-- Start --
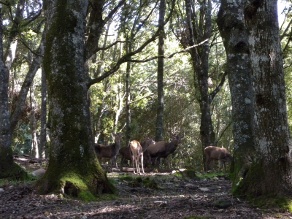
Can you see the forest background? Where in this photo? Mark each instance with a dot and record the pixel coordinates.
(124, 89)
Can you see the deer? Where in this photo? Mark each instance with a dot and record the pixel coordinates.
(137, 156)
(162, 149)
(109, 151)
(125, 152)
(217, 153)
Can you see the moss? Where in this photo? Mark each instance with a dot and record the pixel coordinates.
(138, 181)
(248, 184)
(270, 202)
(14, 172)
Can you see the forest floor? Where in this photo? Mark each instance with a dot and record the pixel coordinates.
(161, 195)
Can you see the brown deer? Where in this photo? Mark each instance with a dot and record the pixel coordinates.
(162, 149)
(137, 156)
(217, 153)
(125, 152)
(109, 151)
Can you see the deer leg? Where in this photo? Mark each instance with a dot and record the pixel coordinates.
(134, 162)
(142, 163)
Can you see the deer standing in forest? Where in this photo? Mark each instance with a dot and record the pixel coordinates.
(216, 153)
(125, 152)
(109, 151)
(137, 156)
(162, 149)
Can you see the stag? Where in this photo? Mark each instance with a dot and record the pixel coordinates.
(109, 151)
(137, 156)
(162, 149)
(216, 153)
(125, 152)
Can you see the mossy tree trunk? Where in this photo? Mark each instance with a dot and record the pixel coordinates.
(235, 38)
(159, 133)
(73, 167)
(8, 169)
(200, 30)
(251, 37)
(271, 171)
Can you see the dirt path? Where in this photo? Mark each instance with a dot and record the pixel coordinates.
(152, 196)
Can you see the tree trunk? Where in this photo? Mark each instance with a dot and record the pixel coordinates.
-- End --
**The request**
Reproduce, word for word, every line starting at the line that contains "Can you see the deer standing" and ending with the final line of the entries.

**Problem solution**
Can you see the deer standing in forest? Where in this photo? Mark each instance with a dot and record the pixel coordinates.
(216, 153)
(125, 152)
(109, 151)
(137, 156)
(162, 149)
Can you see the stag? Where in this photo? Mark each instance with a dot and record the pixel coordinates.
(109, 151)
(137, 156)
(162, 149)
(216, 153)
(125, 152)
Can you see the mossy tree trunk? Where in this photo? Mark each instance with a dot and record the pixel coordinates.
(235, 38)
(159, 133)
(73, 167)
(8, 169)
(200, 30)
(251, 37)
(271, 171)
Can you see the dirt path? Where in this photo? Mark each instance with a dot and record the pixel coordinates.
(152, 196)
Can you see the tree trunk? Where in this photo? Mark each instance with a dot and record the pixel coordinates.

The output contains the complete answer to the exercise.